Activity:
An exact copy of the entries is needed, with every line included.

*** Supplied information ***

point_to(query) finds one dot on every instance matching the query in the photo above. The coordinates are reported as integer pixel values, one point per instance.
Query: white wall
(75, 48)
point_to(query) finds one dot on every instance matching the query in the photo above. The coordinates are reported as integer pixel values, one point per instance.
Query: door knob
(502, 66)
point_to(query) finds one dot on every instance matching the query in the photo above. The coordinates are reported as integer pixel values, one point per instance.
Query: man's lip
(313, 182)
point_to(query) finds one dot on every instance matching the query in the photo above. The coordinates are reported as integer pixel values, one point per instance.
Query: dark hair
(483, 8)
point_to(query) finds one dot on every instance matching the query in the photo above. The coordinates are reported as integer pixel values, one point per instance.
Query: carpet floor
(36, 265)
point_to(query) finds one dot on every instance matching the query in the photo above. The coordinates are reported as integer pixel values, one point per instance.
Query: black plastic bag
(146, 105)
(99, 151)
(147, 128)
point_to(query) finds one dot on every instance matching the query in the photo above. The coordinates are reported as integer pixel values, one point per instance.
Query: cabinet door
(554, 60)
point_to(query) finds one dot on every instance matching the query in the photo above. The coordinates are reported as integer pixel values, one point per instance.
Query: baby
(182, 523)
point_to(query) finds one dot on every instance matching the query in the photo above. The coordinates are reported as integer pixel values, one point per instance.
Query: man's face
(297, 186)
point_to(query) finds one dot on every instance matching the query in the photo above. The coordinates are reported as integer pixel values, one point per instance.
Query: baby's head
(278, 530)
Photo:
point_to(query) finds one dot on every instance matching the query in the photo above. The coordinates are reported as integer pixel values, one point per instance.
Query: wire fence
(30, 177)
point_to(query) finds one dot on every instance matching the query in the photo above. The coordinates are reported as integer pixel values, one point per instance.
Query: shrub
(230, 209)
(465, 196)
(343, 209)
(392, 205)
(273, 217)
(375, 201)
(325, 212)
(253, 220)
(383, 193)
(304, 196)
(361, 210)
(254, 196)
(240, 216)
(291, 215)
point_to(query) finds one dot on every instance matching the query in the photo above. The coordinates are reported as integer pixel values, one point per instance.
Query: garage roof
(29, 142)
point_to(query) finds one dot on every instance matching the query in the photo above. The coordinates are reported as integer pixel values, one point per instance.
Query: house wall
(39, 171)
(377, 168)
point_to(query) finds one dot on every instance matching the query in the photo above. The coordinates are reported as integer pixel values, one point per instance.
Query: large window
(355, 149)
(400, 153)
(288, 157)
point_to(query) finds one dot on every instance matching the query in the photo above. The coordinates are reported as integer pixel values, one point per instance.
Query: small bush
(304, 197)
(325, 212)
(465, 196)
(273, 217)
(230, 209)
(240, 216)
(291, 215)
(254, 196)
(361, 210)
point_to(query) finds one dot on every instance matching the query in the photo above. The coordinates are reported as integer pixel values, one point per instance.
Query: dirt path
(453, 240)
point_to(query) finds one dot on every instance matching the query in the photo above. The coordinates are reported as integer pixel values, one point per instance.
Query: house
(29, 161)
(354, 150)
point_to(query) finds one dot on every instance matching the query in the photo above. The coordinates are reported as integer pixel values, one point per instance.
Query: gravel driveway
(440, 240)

*** End of Supplied information ***

Answer box:
point_to(query) finds one dot on every instance matching the query in the photo above. The coordinates are reported as integer pixel values, one point per instance.
Query: white wall
(75, 48)
point_to(query) finds one dot on every instance matching the query in the photo above. The coordinates are reported as integer pixel values, one point per instance.
Query: door knob
(502, 66)
point_to(query) finds one dot on every instance matching the query in the photo above. The coordinates are reported as integer pixel values, one point per instance.
Query: man's lip
(313, 182)
point_to(query) finds one dot on every instance matching the query in the photo above. The coordinates are reported as integer pixel values, one point per instance.
Query: dark hair
(483, 8)
point_to(query) finds one dot on every instance matching the query in the photo above. The coordinates are reported as integer pixel values, one point per instance.
Query: carpet floor
(36, 265)
point_to(query) finds one dot on every instance matching the query in the photo above. The coordinates are reported as integer pixel values, one point per instance.
Query: black plastic bag
(146, 105)
(99, 151)
(147, 128)
point_to(query) finds one dot on every instance matching the query in the photo above. The coordinates are reported as integer pixel values, one point per instance.
Query: cabinet door
(554, 60)
point_to(query) finds one dot on every instance matching the query in the photo above. The coordinates are reported as integer pixel values, one point per instance.
Query: baby
(182, 523)
point_to(query) finds one dot on every instance matching the query in the photo above. The coordinates are reported as integer pixel values, one point per instance.
Query: man's face
(297, 186)
point_to(query) finds one dot on every instance matching the query in the photo above. The coordinates are reported as integer pixel values, one point per instance.
Query: baby's head
(278, 530)
Photo:
point_to(query) finds one dot on every instance matching the query in the photo above. The coordinates are reported as integer pixel values, one point per instance.
Query: wire fence
(30, 177)
point_to(query) finds one dot on every instance matching the query in the photo above. The coordinates are reported as integer pixel values, one point per instance.
Query: shrub
(230, 209)
(465, 196)
(343, 209)
(392, 205)
(273, 217)
(375, 201)
(325, 212)
(253, 220)
(383, 193)
(304, 196)
(361, 210)
(254, 196)
(240, 216)
(291, 215)
point_to(query) finds one dot on every instance matching the query in the photo above. The coordinates are reported as integer pixel values, one point per instance.
Query: garage roof
(29, 142)
point_to(query) finds one dot on every instance matching the query in the photo above. The coordinates are reported as integer pixel values, one point per instance.
Query: house wall
(39, 171)
(377, 168)
point_to(query) finds one dot on every instance matching the query in the photo above. The coordinates are reported as integer pixel values, one point per instance.
Query: large window
(355, 149)
(400, 153)
(288, 157)
point_to(query) finds one dot on every instance matching the query in the photo above. The coordinates are reported as integer pixel values, one point per instance.
Query: small bush
(304, 197)
(325, 212)
(465, 196)
(273, 217)
(230, 209)
(240, 216)
(291, 215)
(254, 196)
(361, 210)
point_to(query) finds one dot on every instance matching the query in the photo above. The coordinates are reported as integer pixel values, one point per instance.
Query: dirt path
(453, 240)
point_to(query) finds one dot on every instance matching the query in the photo above. The coordinates are reported as integer pixel values, one point per instance.
Query: house
(29, 161)
(354, 150)
point_to(query) finds one dot on every instance matching the query in the photo above. The coordinates are reported as integer pixel values, one point per instance.
Query: gravel driveway
(440, 240)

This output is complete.